Metering device with flow calibrator and method for setting a flow rate of a metering device

Abstract

 The invention relates to a metering device for dosing pressurized fluids, particularly an injection valve for a fuel injection system in an internal combustion engine, comprising a housing (12) having an end part provided with an outlet passage (14) terminating with a metering opening (16), an axially moveable valve needle (20) passing through the outlet passage (14), and controlling opening and closing of the metering opening (16), and a piezoelectric actuator (18) in axial alignment with the valve needle (20) and cooperating with the valve needle (20) to control its axial movement. A plastically deformable adjustment element (22) is arranged axially aligned between a bottom end piece (24) of the piezoelectric actuator (18) and a head (26) of the valve needle (20), wherein a plastic deformation of the adjustment element (22) regulates the axial spacing between the piezoelectric actuator (18) and the valve needle (20), thereby setting a flow rate for the metering device.

Description

[0001] The present invention relates to a metering device for dosing pressurized fluids, particularly an injection valve for a fuel injection system in an internal combustion engine. The metering device is of the type which comprises a housing having an end part provided with an outlet passage terminating with a metering opening, an axially moveable valve needle passing through the outlet passage and controlling opening and closing of the metering opening, and a piezoelectric actuator in axial alignment with the valve needle and cooperating with the valve needle to control its axial movement. The invention further relates to a method for setting a flow rate of such a metering device.

[0002] The European Patent application EP 1 046 809 A2 discloses an injection valve of this type. For these injection valves it is essential that the flow rate delivered by the injector can be set to a defined value at the end of the assembly process in the factory. Presently, the calibration of such an injector is carried out in a state where the injector is not completely assembled and welded.

[0003] The injector to be calibrated is introduced in an appropriate blocking tool. The regulation of the flow rate through the injector is carried out by inserting one or more calibrated spacer rings in the valve spring blockage and repeatedly measuring the flow rate until a desired flow rate is reached. After the calibration process is completed, the injector proceeds to the final welding of the inlet fitting on the housing. Such an iterative operational sequence is time consuming and expensive and may not be adapted to the mass production in a factory.

[0004] The current process is also extremely complex, because several process variables such as the length and the elongation of the piezoelectric stack, the dimensional tolerances of the parts involved, and the chamber height of the thermal compensator have to be taken into account. Further, as the spacer rings have to be changed repeatedly, it is not possible to calibrate the injector during a flow phase of the fluid.

_ _ _ _

Given task 1
In the listing, write out the lines from the line containing "M 224 215 L" up to and including the line containing "M 278 63 L 281".
The patent extract and the listing are independent of each other and should be treated as separate material.

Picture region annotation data
_ _ _ _

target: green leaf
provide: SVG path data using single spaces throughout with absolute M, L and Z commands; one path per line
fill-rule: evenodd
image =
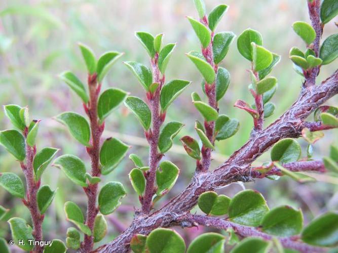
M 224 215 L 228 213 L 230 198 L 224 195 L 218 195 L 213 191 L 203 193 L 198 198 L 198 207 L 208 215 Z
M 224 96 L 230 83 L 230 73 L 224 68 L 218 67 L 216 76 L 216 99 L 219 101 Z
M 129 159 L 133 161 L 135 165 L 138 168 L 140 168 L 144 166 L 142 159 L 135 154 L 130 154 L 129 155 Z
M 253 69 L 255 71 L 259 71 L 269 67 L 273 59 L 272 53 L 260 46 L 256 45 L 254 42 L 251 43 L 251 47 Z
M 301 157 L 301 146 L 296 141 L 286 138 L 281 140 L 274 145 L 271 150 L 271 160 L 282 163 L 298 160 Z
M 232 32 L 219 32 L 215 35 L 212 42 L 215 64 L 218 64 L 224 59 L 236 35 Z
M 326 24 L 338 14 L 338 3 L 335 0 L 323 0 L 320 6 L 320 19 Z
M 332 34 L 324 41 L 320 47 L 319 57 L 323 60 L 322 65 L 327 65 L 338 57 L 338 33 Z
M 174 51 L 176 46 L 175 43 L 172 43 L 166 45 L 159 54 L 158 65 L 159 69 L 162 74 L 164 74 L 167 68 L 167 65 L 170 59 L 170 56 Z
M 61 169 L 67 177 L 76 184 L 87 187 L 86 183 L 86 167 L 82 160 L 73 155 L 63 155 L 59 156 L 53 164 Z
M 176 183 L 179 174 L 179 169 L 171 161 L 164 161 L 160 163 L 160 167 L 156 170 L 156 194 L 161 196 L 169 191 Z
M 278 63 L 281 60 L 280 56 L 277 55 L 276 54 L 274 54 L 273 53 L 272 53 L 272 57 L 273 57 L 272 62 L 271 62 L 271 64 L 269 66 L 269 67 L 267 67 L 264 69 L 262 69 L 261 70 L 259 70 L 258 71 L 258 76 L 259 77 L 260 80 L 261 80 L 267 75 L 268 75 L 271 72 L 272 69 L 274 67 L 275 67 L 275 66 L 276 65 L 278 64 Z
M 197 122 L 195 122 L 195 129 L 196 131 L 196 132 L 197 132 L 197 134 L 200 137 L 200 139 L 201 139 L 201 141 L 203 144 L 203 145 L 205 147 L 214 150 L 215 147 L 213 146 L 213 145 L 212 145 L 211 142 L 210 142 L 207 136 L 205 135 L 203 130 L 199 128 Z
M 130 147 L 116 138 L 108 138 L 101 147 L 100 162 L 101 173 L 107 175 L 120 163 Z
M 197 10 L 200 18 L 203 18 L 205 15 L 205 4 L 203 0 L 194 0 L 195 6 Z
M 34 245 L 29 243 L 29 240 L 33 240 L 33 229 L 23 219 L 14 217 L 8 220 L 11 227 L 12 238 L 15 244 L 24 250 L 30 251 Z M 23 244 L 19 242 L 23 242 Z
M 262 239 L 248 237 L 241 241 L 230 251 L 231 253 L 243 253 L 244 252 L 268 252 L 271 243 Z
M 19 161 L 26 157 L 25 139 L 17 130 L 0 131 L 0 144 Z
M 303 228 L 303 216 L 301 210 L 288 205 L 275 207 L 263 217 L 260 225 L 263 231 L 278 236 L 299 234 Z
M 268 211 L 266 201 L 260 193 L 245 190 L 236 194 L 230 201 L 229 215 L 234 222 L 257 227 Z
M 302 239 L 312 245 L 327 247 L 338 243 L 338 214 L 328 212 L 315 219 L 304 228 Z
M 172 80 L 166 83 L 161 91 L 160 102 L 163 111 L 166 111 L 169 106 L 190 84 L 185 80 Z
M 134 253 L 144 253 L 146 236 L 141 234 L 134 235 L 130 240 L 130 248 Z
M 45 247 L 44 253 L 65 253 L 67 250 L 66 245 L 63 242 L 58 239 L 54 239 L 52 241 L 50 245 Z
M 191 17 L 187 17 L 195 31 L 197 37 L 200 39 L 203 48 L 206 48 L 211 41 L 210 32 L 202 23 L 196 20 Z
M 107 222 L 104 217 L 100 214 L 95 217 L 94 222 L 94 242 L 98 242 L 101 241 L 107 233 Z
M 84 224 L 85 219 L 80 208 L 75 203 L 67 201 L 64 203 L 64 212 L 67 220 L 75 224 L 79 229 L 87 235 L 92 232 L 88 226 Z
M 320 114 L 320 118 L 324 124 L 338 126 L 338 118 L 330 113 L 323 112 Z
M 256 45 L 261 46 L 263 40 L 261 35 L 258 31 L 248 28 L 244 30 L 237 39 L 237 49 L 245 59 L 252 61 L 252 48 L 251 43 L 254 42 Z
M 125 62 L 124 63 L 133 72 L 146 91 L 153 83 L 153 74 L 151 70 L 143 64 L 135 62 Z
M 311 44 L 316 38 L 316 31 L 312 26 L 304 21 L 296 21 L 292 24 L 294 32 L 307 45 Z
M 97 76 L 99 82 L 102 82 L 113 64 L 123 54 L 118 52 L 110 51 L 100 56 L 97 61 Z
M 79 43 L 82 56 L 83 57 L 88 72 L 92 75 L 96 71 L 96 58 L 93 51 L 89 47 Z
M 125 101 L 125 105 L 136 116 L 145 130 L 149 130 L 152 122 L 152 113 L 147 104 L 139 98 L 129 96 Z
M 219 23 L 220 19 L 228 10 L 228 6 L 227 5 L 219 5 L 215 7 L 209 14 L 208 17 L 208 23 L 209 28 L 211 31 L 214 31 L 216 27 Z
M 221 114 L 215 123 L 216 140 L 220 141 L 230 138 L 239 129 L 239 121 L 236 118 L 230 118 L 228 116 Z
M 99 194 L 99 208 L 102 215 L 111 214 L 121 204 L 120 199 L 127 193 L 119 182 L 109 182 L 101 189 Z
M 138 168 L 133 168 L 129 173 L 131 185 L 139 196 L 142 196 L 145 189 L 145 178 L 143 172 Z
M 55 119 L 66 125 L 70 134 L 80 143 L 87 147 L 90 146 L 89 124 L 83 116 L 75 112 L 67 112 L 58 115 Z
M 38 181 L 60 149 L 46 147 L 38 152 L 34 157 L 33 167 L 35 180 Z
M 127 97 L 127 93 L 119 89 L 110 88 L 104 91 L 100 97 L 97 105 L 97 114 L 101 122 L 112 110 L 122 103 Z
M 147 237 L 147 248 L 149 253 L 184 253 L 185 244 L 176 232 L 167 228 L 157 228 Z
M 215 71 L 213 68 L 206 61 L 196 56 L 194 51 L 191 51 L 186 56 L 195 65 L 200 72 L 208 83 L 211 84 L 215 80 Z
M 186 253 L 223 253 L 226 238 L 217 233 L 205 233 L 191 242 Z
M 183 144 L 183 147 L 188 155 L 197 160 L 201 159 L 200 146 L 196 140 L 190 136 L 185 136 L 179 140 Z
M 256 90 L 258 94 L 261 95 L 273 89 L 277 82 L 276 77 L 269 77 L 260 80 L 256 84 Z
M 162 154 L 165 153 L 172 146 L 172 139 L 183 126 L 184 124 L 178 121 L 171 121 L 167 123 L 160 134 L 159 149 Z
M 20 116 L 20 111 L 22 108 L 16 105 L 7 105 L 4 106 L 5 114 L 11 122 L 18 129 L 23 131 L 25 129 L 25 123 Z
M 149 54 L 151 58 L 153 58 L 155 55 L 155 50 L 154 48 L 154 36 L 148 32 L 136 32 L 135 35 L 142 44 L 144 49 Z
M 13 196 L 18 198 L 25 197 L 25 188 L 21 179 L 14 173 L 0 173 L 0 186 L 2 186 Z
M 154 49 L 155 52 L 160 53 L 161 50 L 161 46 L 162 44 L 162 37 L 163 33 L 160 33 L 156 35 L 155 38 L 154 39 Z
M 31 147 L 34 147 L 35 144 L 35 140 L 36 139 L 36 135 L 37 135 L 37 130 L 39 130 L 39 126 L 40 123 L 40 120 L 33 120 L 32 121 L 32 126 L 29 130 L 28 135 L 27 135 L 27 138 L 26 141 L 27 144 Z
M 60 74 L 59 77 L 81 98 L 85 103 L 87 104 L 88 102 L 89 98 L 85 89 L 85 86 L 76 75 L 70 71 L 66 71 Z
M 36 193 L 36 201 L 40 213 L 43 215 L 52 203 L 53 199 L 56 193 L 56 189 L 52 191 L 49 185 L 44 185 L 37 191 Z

_ _ _ _

Given task 2
Answer the following from the metering device patent extract:
(a) Which European patent application discloses an injection valve of this type?
(b) In the current calibration process, what is inserted in the valve spring blockage to regulate the flow rate?
(c) What element is arranged between the bottom end piece of the piezoelectric actuator and the head of the valve needle?

Written response 1
M 224 215 L 228 213 L 230 198 L 224 195 L 218 195 L 213 191 L 203 193 L 198 198 L 198 207 L 208 215 Z
M 224 96 L 230 83 L 230 73 L 224 68 L 218 67 L 216 76 L 216 99 L 219 101 Z
M 129 159 L 133 161 L 135 165 L 138 168 L 140 168 L 144 166 L 142 159 L 135 154 L 130 154 L 129 155 Z
M 253 69 L 255 71 L 259 71 L 269 67 L 273 59 L 272 53 L 260 46 L 256 45 L 254 42 L 251 43 L 251 47 Z
M 301 157 L 301 146 L 296 141 L 286 138 L 281 140 L 274 145 L 271 150 L 271 160 L 282 163 L 298 160 Z
M 232 32 L 219 32 L 215 35 L 212 42 L 215 64 L 218 64 L 224 59 L 236 35 Z
M 326 24 L 338 14 L 338 3 L 335 0 L 323 0 L 320 6 L 320 19 Z
M 332 34 L 324 41 L 320 47 L 319 57 L 323 60 L 322 65 L 327 65 L 338 57 L 338 33 Z
M 174 51 L 176 46 L 175 43 L 172 43 L 166 45 L 159 54 L 158 65 L 159 69 L 162 74 L 164 74 L 167 68 L 167 65 L 170 59 L 170 56 Z
M 61 169 L 67 177 L 76 184 L 87 187 L 86 183 L 86 167 L 82 160 L 73 155 L 63 155 L 59 156 L 53 164 Z
M 176 183 L 179 174 L 179 169 L 171 161 L 164 161 L 160 163 L 160 167 L 156 170 L 156 194 L 161 196 L 169 191 Z
M 278 63 L 281 60 L 280 56 L 277 55 L 276 54 L 274 54 L 273 53 L 272 53 L 272 57 L 273 57 L 272 62 L 271 62 L 271 64 L 269 66 L 269 67 L 267 67 L 264 69 L 262 69 L 261 70 L 259 70 L 258 71 L 258 76 L 259 77 L 260 80 L 261 80 L 267 75 L 268 75 L 271 72 L 272 69 L 274 67 L 275 67 L 275 66 L 276 65 L 278 64 Z

Written response 2
(a) European Patent application EP 1 046 809 A2.
(b) One or more calibrated spacer rings.
(c) A plastically deformable adjustment element (22).